Wait was worth! For Malayalam cinema, it’s history in making – literally. The forgotten story of a prince, barely mentioned in our history books comes alive through the brilliant writing of MT, the majestic acting of Mammotty and direction of Hariharan. We hope that the producer recovers his investment.
The movie portrays some of the revolts which the Company collectively called the Pychy(Pazhassi/Cotiote) Revolts. These revolts were against the unscrupulous and commercial administration of the company. The siege and the loot of Pazhassi Kovilakom by the company threw Kerala Varma Pazhassi Raja(Mammootty)and his wife into a life in exile. Pazhassi Rajah’s ability to mobilize Kurichyar (tribals) and Muslims against the company goes on in the background. Every scene is so meticulously shot and the flow so smooth that you would fail to realize that the movie is 200 minute long.We should be thankful to Venu and Ramanath Shetty for the gifting a visual treat. The battle scenes look stunning and captivates your eyes,ears and mind. Resul Pookkutty’s sound recording makes you ask if an SDM can get him an Oscar,what will he win for PR? 🙂
Mammootty does not portray a larger than life character but handles the character soberly,with finesse and perfection. More than Mammooty,I liked Sharat Kumar in the movie. He was very much apt for the role of Edachena Kungan,the army commander. His physique and histrionic skills leave him hand in glove with the role. It was his influence that brought in Thalakkal Chanthu(Leader of the Kurichyar tribe)(Manoj K Jayan)and the tribals into Pazhassi’s fold. The guerrilla war scenes involving Neeli(Padmapriya)(Chanthu’s fiancee), Thalakkal Chanthu are splendidly executed.

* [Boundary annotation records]
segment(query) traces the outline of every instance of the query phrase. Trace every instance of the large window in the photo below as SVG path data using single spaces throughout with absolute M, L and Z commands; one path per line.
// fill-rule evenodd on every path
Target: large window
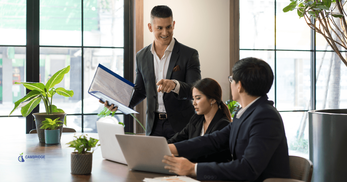
M 322 37 L 311 40 L 314 32 L 296 11 L 283 13 L 289 2 L 239 1 L 240 58 L 260 58 L 271 66 L 275 77 L 268 96 L 282 116 L 289 155 L 308 158 L 307 111 L 347 106 L 341 94 L 347 69 Z
M 20 109 L 8 117 L 14 102 L 27 92 L 14 82 L 45 84 L 68 65 L 70 71 L 56 86 L 73 90 L 74 95 L 56 94 L 53 104 L 68 113 L 67 127 L 97 132 L 96 114 L 103 106 L 88 90 L 98 64 L 133 81 L 129 3 L 122 0 L 0 1 L 0 122 L 7 128 L 16 128 L 11 134 L 27 133 L 35 127 L 31 114 L 23 118 Z M 45 112 L 44 105 L 33 112 Z M 115 121 L 129 120 L 117 114 L 112 118 Z M 128 126 L 126 130 L 132 128 Z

* [Exercises to complete]
1 > From the film review, quote the passage from "Wait was worth!" to "recovers his investment.".
2 > According to the film review, how many minutes long is the movie?
3 > Which actors does the film review name as appearing in the movie? List all of them.

* [Results in order]
1 >
Wait was worth! For Malayalam cinema, it’s history in making – literally. The forgotten story of a prince, barely mentioned in our history books comes alive through the brilliant writing of MT, the majestic acting of Mammotty and direction of Hariharan. We hope that the producer recovers his investment.

2 > 200 minutes.

3 > Mammootty, Sharat Kumar, Manoj K Jayan, Padmapriya